→ Your objective
Make an exact copy of the lines below.

### Record excerpts ###

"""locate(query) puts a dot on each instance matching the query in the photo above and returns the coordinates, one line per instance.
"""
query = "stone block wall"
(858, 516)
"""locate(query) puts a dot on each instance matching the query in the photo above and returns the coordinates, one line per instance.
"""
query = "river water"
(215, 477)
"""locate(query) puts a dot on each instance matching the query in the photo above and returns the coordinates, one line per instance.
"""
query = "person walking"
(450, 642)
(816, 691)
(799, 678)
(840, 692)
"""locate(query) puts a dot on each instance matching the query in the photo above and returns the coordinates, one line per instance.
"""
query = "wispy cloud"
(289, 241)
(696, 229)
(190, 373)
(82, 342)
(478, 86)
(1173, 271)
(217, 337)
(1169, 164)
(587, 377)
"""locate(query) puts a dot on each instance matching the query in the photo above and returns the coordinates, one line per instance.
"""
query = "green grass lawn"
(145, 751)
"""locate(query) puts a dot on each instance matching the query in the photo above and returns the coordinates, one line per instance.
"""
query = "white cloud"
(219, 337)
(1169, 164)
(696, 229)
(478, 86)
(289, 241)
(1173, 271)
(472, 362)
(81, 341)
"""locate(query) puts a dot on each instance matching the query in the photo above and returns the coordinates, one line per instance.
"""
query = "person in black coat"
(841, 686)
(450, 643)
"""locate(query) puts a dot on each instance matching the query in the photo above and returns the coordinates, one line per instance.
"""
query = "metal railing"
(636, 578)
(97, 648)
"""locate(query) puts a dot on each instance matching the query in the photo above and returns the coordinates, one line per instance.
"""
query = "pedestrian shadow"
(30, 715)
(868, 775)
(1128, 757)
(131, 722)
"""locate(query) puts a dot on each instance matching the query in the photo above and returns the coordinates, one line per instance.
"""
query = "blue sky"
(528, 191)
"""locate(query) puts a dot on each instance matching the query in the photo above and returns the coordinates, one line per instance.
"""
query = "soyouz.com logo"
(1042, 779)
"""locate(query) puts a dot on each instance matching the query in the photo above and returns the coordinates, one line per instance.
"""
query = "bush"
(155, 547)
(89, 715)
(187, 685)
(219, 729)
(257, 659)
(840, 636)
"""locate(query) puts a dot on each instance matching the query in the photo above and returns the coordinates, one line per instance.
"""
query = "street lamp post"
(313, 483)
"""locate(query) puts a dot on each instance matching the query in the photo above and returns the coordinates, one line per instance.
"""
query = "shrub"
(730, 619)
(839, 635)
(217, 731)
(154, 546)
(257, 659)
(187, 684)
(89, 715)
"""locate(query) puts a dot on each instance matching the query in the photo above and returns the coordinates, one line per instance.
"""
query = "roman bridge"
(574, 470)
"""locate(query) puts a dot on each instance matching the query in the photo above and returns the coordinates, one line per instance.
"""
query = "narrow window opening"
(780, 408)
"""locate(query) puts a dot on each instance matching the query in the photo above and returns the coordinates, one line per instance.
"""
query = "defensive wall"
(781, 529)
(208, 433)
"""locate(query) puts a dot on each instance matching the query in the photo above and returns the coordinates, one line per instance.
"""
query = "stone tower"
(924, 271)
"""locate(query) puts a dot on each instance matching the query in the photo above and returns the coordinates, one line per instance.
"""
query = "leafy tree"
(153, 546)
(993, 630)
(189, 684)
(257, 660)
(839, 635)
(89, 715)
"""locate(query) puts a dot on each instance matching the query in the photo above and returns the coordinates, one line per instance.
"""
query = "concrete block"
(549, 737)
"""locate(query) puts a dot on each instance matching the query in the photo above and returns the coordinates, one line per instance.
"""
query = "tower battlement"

###

→ The answer
"""locate(query) puts a dot on each instance matching the query in the photo above and returns the coordinates, one line per instance.
"""
query = "stone block wall"
(858, 516)
"""locate(query) puts a dot on each instance matching the query in the photo above and returns the coordinates, one line per instance.
"""
query = "river water"
(215, 477)
"""locate(query) puts a dot on each instance matching the query in the photo above and returns the coordinates, one line per instance.
"""
query = "person walking"
(450, 642)
(816, 691)
(799, 678)
(840, 692)
"""locate(query) puts a dot on each instance matching the query in the photo above and returns the coordinates, one line per instance.
"""
query = "wispy cloud"
(289, 241)
(696, 229)
(190, 373)
(82, 342)
(478, 86)
(1173, 271)
(217, 337)
(1169, 164)
(587, 377)
"""locate(query) puts a dot on each instance matching the query in the photo above and returns the coordinates, one line per instance.
"""
query = "green grass lawn"
(145, 751)
"""locate(query) puts a dot on each instance matching the query in the photo above and returns the coordinates, one line per instance.
"""
query = "white cloud"
(219, 337)
(1169, 164)
(696, 229)
(478, 86)
(289, 241)
(1173, 271)
(472, 362)
(81, 341)
"""locate(query) puts a dot on each instance matching the query in the photo above and returns the coordinates, one line per instance.
"""
query = "person in black coat"
(841, 686)
(450, 643)
"""locate(query) puts a dot on each instance matching the query in the photo above and returns the coordinates, one line per instance.
"""
query = "metal railing"
(636, 578)
(97, 648)
"""locate(query) puts a dot on each instance matching the query in the photo above and returns the coordinates, one line per instance.
"""
query = "pedestrian shadow"
(30, 715)
(868, 775)
(1128, 757)
(131, 722)
"""locate(query) puts a dot on each instance matching the query in the photo above and returns the coordinates, one line per instance.
"""
query = "blue sky"
(528, 191)
"""locate(query) puts a dot on each instance matching the query in the photo above and returns the coordinates, one line per instance.
"""
query = "soyouz.com logo"
(1042, 779)
"""locate(query) puts a dot on each instance matching the query in the photo above and returns the coordinates, one line per instance.
"""
query = "bush"
(155, 547)
(89, 715)
(187, 685)
(219, 729)
(257, 659)
(840, 636)
"""locate(query) puts a dot on each instance matching the query in the photo above and returns the coordinates, one line per instance.
"""
query = "street lamp post"
(313, 483)
"""locate(query) puts a dot on each instance matching the query in the photo above and returns the coordinates, one line per instance.
"""
query = "shrub"
(730, 619)
(839, 635)
(217, 731)
(154, 546)
(257, 659)
(187, 684)
(89, 715)
"""locate(query) puts a dot on each instance matching the query in the photo above and returns the coordinates, one line per instance.
"""
query = "roman bridge"
(574, 470)
"""locate(query) puts a dot on each instance matching the query in the photo above and returns the coordinates, one line per instance.
"""
query = "narrow window opening"
(780, 408)
"""locate(query) puts a dot on each instance matching the query in the photo above and returns the coordinates, one line per instance.
"""
query = "defensive wall"
(781, 529)
(208, 433)
"""locate(query) puts a dot on each instance matching the query in the photo above and returns the coordinates, one line per instance.
"""
query = "stone tower"
(924, 271)
"""locate(query) puts a dot on each instance matching the query in the photo above and returns the coordinates, one line per instance.
"""
query = "leafy tree"
(153, 546)
(993, 630)
(189, 684)
(257, 660)
(839, 635)
(89, 715)
"""locate(query) puts a dot on each instance matching the query in the photo above and returns the coordinates, one line per instance.
"""
query = "concrete block"
(549, 737)
"""locate(query) puts a dot on each instance matching the query in the photo above and returns the coordinates, one line per instance.
"""
query = "tower battlement"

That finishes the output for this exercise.